— BEGIN RECORDS PROVIDED —
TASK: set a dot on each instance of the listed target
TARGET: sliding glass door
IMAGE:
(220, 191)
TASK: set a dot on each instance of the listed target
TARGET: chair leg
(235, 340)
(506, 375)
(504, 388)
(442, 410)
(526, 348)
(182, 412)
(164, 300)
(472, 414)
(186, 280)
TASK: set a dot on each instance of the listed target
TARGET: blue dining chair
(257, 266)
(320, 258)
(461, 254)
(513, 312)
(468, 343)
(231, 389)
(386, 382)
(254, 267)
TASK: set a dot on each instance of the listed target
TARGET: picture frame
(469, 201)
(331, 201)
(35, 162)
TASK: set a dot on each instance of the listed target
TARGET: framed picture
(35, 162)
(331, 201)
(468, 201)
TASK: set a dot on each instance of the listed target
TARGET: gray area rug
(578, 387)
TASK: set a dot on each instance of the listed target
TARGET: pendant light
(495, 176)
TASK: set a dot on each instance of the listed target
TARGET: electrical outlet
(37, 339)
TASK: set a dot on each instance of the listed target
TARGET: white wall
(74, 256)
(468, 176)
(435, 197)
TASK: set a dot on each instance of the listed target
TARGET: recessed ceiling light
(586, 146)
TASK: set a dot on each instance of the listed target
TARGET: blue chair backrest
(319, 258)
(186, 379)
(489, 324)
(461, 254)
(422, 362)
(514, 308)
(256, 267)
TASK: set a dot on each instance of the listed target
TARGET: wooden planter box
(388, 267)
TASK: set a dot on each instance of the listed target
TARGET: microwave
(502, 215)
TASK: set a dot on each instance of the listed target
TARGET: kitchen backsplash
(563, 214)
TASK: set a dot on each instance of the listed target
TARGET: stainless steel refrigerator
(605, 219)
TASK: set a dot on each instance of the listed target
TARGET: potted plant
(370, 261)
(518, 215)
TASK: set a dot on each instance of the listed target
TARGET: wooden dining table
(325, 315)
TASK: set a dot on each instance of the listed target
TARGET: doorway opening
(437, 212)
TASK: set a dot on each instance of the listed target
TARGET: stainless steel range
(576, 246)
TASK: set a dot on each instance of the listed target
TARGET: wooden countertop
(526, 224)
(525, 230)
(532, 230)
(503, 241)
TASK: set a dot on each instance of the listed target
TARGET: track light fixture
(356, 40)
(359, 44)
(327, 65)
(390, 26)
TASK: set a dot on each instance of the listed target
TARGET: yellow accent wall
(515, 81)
— END RECORDS PROVIDED —
• _DO THIS_
Output the records verbatim, from the first line to the last.

• _RESPONSE_
TASK: set a dot on each instance of the listed target
TARGET: sliding glass door
IMAGE:
(220, 191)
TASK: set a dot on each instance of the listed target
TARGET: chair leg
(235, 340)
(506, 375)
(504, 388)
(442, 410)
(526, 348)
(182, 412)
(164, 300)
(472, 414)
(186, 280)
TASK: set a dot on each instance of the listed target
TARGET: blue dining chair
(257, 266)
(320, 258)
(461, 254)
(513, 312)
(468, 343)
(231, 389)
(386, 382)
(254, 267)
TASK: set a dot on each instance of the listed target
TARGET: picture frame
(469, 201)
(331, 201)
(35, 162)
TASK: set a dot on each instance of the listed target
TARGET: framed picture
(35, 162)
(331, 201)
(468, 201)
TASK: set a dot on each instance of the listed target
TARGET: gray area rug
(578, 387)
TASK: set a dot on each instance of the listed target
TARGET: pendant light
(495, 176)
TASK: set a dot on each instance of the listed target
TARGET: electrical outlet
(37, 339)
TASK: set a dot on each instance of the listed target
TARGET: white wall
(74, 256)
(468, 176)
(435, 197)
TASK: set a dot on each instance of the listed target
TARGET: recessed ceiling light
(586, 146)
TASK: set a dot on each instance of the listed target
TARGET: blue chair backrest
(319, 258)
(186, 379)
(489, 324)
(461, 254)
(422, 362)
(514, 308)
(256, 267)
TASK: set a dot on each instance of the listed target
TARGET: wooden planter box
(388, 267)
TASK: set a dot on each instance of the listed target
TARGET: microwave
(502, 215)
TASK: set a dot on each instance of the listed target
TARGET: kitchen backsplash
(563, 214)
TASK: set a dot on each instance of the listed target
TARGET: stainless steel refrigerator
(605, 219)
TASK: set a dot on each instance of the listed target
TARGET: potted plant
(370, 261)
(518, 215)
TASK: set a dot on each instance of the listed target
TARGET: wooden dining table
(325, 315)
TASK: set a dot on each instance of the listed target
TARGET: doorway opening
(437, 212)
TASK: set a dot on each instance of the listed target
TARGET: stainless steel range
(576, 246)
TASK: set a dot on each instance of the listed target
TARGET: wooden countertop
(526, 224)
(525, 230)
(532, 230)
(503, 241)
TASK: set a dot on each instance of the listed target
TARGET: track light fixture
(356, 40)
(359, 44)
(327, 65)
(390, 26)
TASK: set a dot on each instance of the listed target
TARGET: yellow accent wall
(515, 81)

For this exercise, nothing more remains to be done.